■ Your task ■
How many lines in the records below contain the word "concrete"? Give only the number.
# Data supplied start
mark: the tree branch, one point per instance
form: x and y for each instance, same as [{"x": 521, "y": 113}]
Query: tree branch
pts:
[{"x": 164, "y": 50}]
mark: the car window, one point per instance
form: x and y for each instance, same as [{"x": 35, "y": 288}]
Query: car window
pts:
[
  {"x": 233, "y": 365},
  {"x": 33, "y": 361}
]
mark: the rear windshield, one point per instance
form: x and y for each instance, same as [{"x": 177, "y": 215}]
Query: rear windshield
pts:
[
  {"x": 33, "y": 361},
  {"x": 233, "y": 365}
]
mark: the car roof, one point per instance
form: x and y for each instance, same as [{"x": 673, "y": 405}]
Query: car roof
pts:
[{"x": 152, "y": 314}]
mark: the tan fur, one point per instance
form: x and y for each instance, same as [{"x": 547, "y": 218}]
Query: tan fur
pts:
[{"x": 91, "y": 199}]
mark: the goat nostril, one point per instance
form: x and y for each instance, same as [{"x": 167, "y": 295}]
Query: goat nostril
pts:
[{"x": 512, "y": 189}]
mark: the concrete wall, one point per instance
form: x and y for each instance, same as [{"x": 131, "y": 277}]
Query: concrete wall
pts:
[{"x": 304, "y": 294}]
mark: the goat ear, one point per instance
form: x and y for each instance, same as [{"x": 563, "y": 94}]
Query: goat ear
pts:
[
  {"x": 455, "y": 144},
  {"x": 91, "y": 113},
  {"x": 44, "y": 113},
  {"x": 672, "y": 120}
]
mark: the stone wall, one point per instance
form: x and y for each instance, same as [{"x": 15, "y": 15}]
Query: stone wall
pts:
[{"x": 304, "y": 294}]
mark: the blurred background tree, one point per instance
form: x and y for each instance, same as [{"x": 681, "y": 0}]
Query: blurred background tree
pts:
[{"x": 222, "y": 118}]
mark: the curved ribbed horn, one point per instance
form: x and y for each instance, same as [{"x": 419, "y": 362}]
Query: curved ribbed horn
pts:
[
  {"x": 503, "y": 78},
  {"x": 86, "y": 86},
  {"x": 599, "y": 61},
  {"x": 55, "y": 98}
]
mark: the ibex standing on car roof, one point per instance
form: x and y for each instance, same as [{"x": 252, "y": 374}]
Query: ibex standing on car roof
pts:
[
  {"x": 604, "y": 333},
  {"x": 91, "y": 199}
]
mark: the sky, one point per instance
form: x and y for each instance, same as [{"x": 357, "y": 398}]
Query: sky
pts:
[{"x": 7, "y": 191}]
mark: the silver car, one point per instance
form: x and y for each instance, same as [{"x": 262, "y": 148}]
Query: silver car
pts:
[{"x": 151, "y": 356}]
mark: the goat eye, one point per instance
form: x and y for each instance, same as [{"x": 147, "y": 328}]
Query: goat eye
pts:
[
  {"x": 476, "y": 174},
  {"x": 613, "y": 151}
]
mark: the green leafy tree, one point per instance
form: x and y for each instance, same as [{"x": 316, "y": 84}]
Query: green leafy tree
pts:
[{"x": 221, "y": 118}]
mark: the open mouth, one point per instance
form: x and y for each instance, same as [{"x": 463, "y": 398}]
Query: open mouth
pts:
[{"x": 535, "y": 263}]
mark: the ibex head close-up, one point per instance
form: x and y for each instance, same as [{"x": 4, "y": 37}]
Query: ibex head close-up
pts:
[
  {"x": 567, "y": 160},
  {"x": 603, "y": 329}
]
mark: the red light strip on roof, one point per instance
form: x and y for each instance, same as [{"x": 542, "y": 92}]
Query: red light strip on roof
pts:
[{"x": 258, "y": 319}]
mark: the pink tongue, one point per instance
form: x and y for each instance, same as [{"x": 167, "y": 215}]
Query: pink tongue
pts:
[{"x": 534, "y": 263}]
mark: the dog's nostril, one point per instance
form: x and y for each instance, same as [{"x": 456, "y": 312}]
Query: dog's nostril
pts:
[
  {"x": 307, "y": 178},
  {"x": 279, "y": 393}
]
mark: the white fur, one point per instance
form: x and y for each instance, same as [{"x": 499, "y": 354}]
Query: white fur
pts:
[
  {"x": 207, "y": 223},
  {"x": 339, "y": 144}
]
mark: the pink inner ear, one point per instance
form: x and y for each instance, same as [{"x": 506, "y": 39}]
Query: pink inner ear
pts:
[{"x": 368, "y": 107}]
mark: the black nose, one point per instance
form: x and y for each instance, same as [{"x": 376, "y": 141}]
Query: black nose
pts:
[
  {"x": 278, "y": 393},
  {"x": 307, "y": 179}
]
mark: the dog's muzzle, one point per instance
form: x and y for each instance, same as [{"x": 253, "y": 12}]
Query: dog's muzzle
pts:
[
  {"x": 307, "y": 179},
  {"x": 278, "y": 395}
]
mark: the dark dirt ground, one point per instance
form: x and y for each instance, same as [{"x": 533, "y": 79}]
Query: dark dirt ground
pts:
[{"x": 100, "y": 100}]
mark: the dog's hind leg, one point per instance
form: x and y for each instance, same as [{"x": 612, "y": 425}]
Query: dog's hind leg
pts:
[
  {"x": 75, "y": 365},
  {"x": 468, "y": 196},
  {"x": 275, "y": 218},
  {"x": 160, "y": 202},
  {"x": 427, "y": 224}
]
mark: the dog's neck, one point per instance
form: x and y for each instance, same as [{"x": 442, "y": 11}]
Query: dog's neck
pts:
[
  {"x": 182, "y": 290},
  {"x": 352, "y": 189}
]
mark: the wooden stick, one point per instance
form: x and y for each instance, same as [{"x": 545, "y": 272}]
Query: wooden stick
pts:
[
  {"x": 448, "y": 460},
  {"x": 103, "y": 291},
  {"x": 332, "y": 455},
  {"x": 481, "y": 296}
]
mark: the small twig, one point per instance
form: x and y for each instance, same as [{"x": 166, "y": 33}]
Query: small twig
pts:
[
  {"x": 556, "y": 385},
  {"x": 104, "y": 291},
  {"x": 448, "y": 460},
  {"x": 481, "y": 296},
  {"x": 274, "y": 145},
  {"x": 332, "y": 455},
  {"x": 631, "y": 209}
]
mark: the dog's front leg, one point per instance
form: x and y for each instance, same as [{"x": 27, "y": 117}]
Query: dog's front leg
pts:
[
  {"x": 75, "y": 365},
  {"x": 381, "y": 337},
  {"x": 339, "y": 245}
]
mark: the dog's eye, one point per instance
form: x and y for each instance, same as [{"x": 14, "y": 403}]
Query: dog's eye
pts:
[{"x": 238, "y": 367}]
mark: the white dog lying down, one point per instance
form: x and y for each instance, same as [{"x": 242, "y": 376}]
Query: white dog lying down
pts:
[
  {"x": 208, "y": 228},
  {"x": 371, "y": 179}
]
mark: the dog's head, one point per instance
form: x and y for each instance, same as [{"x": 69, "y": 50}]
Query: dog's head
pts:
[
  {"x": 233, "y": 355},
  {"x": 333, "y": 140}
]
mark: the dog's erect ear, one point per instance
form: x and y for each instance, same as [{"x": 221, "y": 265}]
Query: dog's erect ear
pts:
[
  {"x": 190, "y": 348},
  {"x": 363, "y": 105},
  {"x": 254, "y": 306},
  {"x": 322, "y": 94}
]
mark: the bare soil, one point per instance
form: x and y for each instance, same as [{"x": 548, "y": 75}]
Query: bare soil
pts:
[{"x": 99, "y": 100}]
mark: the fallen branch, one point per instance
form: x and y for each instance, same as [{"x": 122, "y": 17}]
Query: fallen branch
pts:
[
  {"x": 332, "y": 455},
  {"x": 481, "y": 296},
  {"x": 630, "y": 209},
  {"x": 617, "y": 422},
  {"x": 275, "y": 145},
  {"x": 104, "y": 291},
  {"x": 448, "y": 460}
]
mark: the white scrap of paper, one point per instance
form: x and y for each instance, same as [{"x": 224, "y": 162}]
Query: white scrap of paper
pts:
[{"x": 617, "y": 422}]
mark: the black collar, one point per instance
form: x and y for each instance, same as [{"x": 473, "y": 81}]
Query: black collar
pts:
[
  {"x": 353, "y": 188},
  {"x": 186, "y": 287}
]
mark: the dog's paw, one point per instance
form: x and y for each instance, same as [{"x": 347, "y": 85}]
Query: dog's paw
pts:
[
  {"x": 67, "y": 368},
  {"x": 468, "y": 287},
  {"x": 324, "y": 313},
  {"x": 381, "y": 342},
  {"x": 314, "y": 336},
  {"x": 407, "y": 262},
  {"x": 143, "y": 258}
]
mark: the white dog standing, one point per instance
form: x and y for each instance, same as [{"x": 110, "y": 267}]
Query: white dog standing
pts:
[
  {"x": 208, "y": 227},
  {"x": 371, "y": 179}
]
# Data supplied end
# Data supplied start
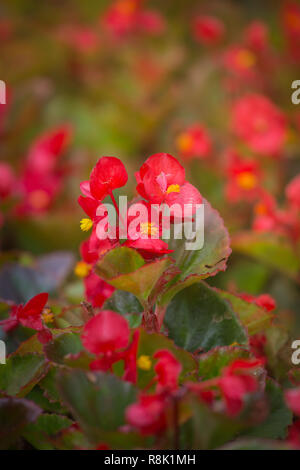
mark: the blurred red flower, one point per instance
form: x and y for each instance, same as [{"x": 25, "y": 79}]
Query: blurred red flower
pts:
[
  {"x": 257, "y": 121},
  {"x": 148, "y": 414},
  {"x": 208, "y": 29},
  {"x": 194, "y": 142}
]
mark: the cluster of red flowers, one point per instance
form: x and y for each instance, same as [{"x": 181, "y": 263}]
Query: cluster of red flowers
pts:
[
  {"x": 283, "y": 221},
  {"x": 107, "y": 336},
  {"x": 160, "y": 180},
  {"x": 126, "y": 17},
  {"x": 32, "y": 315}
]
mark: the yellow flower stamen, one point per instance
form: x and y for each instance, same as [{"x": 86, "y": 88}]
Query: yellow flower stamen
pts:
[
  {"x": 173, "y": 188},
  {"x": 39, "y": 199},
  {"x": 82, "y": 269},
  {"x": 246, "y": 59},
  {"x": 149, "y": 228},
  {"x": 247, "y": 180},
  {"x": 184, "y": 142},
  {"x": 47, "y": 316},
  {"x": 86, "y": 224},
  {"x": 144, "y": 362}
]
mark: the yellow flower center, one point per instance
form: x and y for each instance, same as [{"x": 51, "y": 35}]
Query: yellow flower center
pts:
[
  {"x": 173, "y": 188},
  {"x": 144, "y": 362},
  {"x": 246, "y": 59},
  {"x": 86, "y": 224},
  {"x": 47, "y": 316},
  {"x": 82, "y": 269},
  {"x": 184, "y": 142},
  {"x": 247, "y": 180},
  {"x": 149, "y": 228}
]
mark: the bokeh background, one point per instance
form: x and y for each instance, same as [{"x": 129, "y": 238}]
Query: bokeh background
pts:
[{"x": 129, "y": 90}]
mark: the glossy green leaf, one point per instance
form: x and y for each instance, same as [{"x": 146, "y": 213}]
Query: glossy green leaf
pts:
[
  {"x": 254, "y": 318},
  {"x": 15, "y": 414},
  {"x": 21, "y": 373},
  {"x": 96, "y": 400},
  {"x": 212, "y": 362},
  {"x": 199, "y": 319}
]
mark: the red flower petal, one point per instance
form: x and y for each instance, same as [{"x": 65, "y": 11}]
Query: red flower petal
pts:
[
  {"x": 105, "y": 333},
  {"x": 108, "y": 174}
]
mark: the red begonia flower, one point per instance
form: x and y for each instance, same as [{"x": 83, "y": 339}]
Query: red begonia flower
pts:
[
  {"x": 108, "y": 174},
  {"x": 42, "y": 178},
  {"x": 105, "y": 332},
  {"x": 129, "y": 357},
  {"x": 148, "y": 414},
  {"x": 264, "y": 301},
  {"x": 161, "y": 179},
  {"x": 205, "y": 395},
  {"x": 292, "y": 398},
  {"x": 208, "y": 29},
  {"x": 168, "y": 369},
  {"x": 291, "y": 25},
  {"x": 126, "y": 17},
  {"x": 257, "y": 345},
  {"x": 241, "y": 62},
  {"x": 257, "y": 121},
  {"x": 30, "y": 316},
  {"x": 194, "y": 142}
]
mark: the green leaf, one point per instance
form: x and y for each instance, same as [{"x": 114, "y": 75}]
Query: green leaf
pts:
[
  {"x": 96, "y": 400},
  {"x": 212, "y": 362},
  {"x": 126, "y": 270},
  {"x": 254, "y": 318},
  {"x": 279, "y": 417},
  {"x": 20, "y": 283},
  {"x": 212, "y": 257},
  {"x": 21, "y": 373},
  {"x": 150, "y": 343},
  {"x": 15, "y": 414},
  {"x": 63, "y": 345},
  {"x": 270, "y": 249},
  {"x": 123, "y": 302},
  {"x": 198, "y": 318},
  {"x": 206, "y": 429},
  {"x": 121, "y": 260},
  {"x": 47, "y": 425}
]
# Data supplied end
# Data supplied start
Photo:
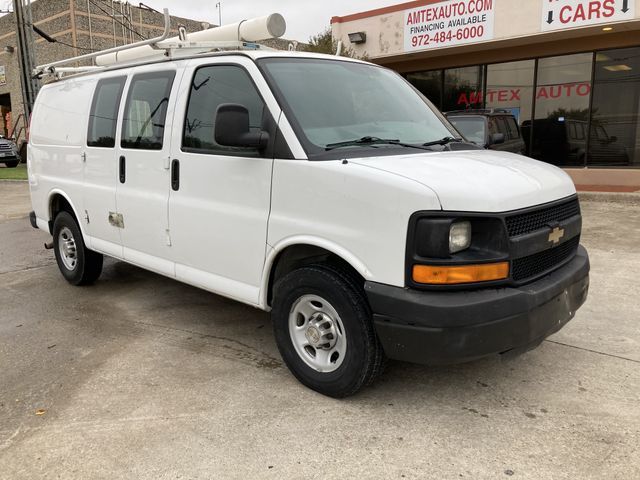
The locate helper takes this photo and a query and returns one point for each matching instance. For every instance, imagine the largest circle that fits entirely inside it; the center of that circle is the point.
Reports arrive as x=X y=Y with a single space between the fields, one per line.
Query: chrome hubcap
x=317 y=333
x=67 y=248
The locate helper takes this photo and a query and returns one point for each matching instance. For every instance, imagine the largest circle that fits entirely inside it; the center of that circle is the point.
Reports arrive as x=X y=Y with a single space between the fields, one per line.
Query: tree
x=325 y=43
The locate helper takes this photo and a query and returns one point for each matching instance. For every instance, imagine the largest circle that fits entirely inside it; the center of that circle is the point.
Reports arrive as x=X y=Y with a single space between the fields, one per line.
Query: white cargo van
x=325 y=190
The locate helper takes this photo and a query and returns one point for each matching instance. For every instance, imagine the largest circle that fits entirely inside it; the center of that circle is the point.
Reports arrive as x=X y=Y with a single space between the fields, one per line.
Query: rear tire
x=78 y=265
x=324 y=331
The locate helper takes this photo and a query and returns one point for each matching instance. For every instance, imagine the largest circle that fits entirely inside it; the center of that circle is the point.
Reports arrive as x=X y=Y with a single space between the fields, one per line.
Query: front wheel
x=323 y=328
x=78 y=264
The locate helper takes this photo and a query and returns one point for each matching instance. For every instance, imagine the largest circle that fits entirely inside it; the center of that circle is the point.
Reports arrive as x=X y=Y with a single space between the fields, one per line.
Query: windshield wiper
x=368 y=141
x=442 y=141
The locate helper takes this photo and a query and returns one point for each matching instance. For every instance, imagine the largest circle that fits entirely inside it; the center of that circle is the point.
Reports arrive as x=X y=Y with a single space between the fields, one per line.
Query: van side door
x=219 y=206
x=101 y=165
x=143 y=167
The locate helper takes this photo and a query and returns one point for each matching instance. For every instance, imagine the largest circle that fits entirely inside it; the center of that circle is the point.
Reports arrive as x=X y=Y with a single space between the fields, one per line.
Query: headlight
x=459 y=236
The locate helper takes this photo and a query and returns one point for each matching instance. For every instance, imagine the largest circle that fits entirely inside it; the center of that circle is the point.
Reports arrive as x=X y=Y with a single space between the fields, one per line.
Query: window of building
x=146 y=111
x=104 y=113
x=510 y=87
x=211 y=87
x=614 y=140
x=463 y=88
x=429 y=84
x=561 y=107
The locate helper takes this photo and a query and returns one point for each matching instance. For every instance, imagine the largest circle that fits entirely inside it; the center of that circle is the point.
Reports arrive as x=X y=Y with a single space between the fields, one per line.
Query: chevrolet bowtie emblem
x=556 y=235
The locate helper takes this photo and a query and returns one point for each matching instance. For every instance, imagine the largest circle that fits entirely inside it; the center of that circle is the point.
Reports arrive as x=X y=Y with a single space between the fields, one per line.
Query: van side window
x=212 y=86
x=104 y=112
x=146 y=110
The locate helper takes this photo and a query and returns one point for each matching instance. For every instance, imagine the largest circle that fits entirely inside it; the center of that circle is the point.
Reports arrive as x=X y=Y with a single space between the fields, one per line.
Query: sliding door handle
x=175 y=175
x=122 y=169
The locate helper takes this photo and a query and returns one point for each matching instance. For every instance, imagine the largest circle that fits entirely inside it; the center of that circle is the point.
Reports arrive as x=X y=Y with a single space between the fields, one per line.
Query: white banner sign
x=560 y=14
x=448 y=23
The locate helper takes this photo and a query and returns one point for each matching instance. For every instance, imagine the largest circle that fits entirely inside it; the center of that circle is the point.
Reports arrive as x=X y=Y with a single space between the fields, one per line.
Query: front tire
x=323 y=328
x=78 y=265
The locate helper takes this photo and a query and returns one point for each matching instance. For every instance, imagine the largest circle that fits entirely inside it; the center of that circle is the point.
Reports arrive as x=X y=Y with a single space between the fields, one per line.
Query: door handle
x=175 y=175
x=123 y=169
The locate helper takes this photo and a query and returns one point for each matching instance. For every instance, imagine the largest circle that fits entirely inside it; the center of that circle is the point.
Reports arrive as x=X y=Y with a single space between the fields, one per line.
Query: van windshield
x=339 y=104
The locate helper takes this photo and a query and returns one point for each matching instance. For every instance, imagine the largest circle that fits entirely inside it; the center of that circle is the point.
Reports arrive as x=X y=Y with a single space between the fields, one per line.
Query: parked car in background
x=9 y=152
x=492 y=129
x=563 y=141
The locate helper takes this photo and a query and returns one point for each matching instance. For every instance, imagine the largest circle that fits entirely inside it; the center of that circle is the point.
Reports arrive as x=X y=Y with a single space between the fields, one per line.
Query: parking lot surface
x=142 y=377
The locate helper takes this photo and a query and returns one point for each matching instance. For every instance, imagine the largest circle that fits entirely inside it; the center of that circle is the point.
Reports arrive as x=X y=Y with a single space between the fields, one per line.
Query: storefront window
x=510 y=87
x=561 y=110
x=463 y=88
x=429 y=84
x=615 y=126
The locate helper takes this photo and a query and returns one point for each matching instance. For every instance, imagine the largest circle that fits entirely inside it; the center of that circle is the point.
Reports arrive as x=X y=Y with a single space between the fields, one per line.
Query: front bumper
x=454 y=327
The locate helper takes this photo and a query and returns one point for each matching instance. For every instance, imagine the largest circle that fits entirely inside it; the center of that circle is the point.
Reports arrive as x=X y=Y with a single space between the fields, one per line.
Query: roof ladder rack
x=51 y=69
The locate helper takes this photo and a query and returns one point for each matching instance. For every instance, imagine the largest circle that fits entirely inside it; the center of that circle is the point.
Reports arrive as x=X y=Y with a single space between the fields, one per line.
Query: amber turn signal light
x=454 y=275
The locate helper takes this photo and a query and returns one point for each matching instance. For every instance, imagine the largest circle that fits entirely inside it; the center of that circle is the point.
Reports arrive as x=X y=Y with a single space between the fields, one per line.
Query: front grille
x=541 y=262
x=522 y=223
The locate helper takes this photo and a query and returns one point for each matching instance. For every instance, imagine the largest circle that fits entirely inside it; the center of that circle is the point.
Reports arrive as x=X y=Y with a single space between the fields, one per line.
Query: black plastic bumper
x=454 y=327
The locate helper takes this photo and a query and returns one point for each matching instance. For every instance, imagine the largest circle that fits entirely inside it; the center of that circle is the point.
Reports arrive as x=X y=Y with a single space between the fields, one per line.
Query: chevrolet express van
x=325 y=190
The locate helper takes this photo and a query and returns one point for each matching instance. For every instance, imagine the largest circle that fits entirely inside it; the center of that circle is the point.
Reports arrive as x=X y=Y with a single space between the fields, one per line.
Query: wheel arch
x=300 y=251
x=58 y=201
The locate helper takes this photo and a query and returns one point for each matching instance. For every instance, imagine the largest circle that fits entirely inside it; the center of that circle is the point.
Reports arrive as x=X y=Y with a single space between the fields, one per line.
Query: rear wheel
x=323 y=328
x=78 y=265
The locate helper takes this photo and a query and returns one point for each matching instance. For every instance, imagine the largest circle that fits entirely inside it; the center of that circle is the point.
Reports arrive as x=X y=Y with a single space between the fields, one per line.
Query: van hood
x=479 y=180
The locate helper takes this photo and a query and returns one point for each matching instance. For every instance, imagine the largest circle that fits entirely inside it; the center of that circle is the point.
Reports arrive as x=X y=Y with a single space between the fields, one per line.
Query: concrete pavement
# Data supplied end
■ Solution for this task ■
3